Directive:
Can you output the material below, from the line containing "counter shown in this photo." (that line included) through the very end, as a numbered list with any blank lines left out?

Data for the task:
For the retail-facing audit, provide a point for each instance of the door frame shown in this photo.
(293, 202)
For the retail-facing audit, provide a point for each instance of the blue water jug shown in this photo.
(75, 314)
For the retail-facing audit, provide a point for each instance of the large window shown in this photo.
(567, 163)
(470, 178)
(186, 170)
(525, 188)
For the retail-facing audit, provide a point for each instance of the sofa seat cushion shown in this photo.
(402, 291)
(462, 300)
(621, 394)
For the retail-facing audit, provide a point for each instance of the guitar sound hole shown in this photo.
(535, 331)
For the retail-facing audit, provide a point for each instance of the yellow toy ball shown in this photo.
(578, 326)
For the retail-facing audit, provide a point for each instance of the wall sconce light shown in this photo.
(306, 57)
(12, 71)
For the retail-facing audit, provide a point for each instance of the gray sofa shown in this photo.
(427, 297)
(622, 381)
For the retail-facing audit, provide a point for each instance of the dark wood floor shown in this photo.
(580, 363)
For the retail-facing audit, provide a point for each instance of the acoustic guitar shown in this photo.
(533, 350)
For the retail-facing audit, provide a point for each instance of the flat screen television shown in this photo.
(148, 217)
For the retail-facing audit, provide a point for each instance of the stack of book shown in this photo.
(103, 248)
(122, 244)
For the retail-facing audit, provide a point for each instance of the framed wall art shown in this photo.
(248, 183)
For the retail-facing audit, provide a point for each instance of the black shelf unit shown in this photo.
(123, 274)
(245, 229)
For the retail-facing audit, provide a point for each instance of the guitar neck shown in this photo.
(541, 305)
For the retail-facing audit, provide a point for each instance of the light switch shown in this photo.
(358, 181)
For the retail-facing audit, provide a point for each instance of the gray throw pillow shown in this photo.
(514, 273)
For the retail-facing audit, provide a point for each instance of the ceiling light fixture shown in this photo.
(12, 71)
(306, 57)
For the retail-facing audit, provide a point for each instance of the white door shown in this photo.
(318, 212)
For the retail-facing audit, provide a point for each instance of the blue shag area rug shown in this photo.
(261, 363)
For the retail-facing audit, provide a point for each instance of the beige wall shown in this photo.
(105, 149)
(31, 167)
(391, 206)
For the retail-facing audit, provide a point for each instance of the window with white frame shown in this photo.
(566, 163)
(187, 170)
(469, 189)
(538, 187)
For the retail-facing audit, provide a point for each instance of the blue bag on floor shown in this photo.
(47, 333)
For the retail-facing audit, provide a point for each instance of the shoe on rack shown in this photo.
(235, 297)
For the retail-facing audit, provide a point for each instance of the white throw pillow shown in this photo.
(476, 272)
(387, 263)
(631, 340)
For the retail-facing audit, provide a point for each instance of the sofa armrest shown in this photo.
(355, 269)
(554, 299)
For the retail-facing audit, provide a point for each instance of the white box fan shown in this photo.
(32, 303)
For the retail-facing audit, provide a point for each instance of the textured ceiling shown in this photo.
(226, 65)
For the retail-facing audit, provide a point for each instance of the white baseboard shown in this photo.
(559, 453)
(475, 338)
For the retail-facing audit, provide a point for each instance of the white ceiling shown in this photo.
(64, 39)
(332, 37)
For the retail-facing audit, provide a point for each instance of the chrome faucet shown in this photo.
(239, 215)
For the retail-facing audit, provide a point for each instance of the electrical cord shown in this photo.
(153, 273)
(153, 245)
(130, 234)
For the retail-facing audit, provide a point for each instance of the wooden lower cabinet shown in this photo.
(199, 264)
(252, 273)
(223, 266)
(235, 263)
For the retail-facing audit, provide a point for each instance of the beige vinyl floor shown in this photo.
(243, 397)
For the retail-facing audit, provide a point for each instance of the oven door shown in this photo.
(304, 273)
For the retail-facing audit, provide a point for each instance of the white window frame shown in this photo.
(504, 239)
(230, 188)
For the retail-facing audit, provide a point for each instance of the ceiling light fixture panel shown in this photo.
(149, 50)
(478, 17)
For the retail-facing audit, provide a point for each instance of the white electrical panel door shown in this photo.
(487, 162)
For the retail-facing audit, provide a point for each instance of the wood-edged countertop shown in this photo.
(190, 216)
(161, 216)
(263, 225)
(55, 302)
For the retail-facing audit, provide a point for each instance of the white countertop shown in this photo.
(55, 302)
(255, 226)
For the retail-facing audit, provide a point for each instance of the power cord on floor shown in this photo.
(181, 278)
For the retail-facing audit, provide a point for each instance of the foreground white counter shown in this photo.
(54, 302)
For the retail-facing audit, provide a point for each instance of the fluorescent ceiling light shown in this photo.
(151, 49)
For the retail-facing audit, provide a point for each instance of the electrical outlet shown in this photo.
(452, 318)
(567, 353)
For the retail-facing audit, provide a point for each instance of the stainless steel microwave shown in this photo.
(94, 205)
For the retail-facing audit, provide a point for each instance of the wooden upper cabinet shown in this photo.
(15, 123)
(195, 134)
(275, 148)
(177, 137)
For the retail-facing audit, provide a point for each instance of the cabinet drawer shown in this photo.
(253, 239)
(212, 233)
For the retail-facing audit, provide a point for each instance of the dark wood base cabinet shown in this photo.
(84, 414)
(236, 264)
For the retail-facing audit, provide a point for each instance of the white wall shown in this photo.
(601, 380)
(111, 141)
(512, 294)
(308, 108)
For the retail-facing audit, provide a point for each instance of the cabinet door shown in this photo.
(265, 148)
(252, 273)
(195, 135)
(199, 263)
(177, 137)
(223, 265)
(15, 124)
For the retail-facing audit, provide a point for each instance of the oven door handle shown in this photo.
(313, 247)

Solution below:
1. For the retail-facing audit, provide a point for each instance of the foreground white counter shown in this photo.
2. (54, 302)
3. For the retail-facing audit, provide a point for each instance of the fluorescent ceiling light shown in this photo.
4. (151, 49)
5. For the retail-facing audit, provide a point for each instance of the electrical outlet shown in this photo.
6. (452, 318)
7. (567, 353)
8. For the retail-facing audit, provide a point for each instance of the stainless steel microwave shown in this photo.
9. (94, 205)
10. For the retail-facing audit, provide a point for each instance of the wooden upper cabinet shown in this photo.
11. (15, 123)
12. (195, 134)
13. (275, 148)
14. (177, 137)
15. For the retail-facing audit, provide a point for each instance of the cabinet drawer shown in this photo.
16. (253, 239)
17. (212, 233)
18. For the retail-facing audit, provide a point for each instance of the dark wood base cabinet shown in this photo.
19. (84, 414)
20. (236, 264)
21. For the retail-facing audit, provide a point for each instance of the white wall shown in this photo.
22. (601, 380)
23. (111, 141)
24. (512, 294)
25. (308, 108)
26. For the retail-facing audit, provide a point for each instance of the cabinet door shown in this photo.
27. (265, 148)
28. (252, 273)
29. (195, 135)
30. (199, 263)
31. (177, 137)
32. (223, 265)
33. (15, 124)
34. For the retail-facing audit, provide a point for each instance of the oven door handle shown in this photo.
35. (313, 247)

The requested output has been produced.